DESCRIPTION OF THE TASK >>
Copy out the entries below precisely; nothing is to be omitted.
◇ ◇ ◇ ◇ ◇
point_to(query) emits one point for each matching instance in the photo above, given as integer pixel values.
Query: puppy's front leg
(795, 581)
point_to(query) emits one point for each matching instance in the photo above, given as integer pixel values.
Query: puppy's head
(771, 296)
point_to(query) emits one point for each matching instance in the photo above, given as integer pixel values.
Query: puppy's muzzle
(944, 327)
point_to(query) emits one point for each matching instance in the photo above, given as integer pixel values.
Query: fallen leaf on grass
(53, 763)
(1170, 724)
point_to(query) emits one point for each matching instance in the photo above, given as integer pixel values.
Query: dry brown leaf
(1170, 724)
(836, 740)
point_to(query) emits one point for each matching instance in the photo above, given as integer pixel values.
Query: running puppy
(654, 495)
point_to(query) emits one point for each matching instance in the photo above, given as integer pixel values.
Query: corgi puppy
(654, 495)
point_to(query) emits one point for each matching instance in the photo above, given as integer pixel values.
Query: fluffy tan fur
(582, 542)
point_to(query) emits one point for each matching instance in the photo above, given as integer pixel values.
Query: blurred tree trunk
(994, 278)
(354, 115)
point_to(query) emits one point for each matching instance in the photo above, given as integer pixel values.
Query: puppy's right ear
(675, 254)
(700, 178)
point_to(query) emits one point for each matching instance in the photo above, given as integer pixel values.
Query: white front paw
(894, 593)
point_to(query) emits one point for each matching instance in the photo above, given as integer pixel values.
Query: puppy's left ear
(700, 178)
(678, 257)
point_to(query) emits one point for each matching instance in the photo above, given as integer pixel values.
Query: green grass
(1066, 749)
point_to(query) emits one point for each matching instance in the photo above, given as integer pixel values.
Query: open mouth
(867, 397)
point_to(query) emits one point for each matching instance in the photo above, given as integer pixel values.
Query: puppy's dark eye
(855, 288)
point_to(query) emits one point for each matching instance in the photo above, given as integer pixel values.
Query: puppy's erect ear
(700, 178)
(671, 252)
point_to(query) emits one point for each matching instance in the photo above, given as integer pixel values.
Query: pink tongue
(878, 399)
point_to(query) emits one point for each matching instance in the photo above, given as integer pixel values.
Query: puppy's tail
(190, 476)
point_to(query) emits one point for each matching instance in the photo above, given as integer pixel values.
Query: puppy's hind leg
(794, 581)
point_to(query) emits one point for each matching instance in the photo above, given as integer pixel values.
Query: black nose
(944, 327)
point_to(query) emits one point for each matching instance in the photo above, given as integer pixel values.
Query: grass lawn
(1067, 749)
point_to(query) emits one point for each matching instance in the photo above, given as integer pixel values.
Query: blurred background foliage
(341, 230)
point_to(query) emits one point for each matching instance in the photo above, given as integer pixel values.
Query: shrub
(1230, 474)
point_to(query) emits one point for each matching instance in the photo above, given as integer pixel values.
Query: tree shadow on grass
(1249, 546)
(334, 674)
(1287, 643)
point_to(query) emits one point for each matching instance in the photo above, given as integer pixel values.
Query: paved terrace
◇ ◇ ◇ ◇ ◇
SOLUTION >>
point_to(query) emits one point for each matching instance in the photo above, given as integer pixel values.
Query: puppy's front leg
(795, 581)
point_to(query) emits one point for each matching instance in the photo above, given as integer pixel values.
Query: puppy's head
(771, 296)
point_to(query) emits one point for each matching instance in the photo above, given as integer pixel values.
Query: puppy's muzzle
(944, 327)
point_to(query) emits one point for each matching instance in the photo above, given as integer pixel values.
Query: fallen leaf on grass
(53, 763)
(1170, 724)
point_to(query) emits one point for each matching instance in the photo above, given as integer pixel values.
Query: dry brown leaf
(1170, 724)
(836, 740)
point_to(query) emits one point for each matching instance in the photo above, given as integer pixel values.
Query: running puppy
(654, 495)
point_to(query) emits one point for each matching instance in the photo above, given as integer pixel values.
Query: corgi puppy
(654, 495)
point_to(query) emits one point for each matching instance in the photo above, given as integer pixel values.
Query: fluffy tan fur
(582, 542)
point_to(query) emits one point for each matching instance in the photo above, given as integer pixel values.
Query: blurred tree trunk
(994, 278)
(354, 115)
point_to(query) emits one point for each matching instance in the photo above, given as integer pixel values.
Query: puppy's right ear
(675, 254)
(700, 178)
point_to(query) emits one point for each matching instance in the photo above, given as integer pixel values.
Query: white front paw
(894, 593)
point_to(query) emits one point for each matching instance in the photo above, given as integer pixel values.
Query: puppy's left ear
(700, 178)
(678, 257)
point_to(query) emits one point for each matching instance in the photo above, given as integer pixel values.
Query: green grass
(1066, 749)
point_to(query) emits one point for each matching instance in the photo above, given as integer pixel values.
Query: open mouth
(867, 397)
point_to(query) emits one point for each matching instance in the photo above, given as integer pixel values.
Query: puppy's dark eye
(855, 288)
point_to(query) emits one point for each matching instance in the photo above, given as integer pixel values.
Query: puppy's erect ear
(700, 178)
(671, 252)
point_to(query) emits one point for each matching instance in the photo above, given as integer pixel values.
Query: pink tongue
(878, 399)
point_to(query) emits one point for each matching instance in the photo above, given as integer pixel values.
Query: puppy's tail
(190, 476)
point_to(query) emits one point for each matching instance in the photo above, given as integer pixel values.
Query: puppy's hind leg
(794, 581)
point_to(query) emits one point for each matching instance in the photo above, given as integer pixel values.
Query: black nose
(944, 327)
point_to(query) emits one point for each matching instance in the photo above, given as integer pixel values.
Query: grass lawn
(1067, 749)
point_to(query) emits one point for each matching instance in the photo above, given as integer pixel values.
Query: blurred background foliage
(341, 230)
point_to(query) emits one point for each matching instance in the photo above, given as integer pixel values.
Query: shrub
(1230, 474)
point_to(query) emits one point for each matching instance in the photo above, given as integer pixel values.
Query: tree shadow on grass
(1249, 546)
(334, 674)
(1287, 643)
point_to(query) emits one point for each matching instance in the photo above, given as integer pixel values.
Query: paved terrace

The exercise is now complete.